__Work instructions__.
Please count the lines in the material below that contain the string "positive", treating uppercase and lowercase letters as different. Reply with the number alone.

__Information shown__.
##########
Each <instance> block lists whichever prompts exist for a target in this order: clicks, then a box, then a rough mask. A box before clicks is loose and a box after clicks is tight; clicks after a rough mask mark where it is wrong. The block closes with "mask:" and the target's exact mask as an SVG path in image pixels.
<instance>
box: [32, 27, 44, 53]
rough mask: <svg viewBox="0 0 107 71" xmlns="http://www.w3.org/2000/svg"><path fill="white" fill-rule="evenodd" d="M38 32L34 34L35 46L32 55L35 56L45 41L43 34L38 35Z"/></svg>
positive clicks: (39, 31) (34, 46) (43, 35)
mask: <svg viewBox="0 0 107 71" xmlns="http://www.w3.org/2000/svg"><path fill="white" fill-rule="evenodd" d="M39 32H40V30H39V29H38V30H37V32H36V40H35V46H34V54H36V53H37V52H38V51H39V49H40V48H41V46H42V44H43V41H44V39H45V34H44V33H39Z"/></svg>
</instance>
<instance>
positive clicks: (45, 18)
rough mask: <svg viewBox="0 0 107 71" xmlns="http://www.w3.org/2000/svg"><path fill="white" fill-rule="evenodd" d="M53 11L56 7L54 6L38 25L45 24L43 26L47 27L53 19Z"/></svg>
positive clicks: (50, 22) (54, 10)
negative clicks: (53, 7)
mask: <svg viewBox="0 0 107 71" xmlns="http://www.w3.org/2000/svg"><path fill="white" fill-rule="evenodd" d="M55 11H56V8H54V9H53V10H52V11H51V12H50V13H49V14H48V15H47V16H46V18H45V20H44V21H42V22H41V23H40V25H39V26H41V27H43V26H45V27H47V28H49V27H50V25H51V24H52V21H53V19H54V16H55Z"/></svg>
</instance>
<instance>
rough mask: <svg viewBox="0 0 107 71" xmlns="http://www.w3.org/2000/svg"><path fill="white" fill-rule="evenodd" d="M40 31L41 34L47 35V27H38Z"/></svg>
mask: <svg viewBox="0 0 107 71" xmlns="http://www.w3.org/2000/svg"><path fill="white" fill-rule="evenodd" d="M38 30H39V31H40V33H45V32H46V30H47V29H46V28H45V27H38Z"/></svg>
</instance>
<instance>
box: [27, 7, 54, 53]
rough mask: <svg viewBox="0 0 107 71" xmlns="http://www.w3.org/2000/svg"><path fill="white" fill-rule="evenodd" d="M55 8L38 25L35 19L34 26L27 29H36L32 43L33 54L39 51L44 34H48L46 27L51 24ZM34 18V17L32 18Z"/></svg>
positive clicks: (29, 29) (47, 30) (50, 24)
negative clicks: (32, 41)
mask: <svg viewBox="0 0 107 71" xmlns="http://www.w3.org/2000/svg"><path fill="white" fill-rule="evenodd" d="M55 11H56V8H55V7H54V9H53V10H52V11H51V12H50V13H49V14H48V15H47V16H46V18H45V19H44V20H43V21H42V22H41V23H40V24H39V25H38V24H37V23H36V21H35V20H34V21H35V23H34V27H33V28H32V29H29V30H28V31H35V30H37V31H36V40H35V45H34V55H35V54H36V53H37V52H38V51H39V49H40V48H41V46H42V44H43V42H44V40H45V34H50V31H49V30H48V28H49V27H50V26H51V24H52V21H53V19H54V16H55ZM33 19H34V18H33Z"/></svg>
##########
__Reply__.
4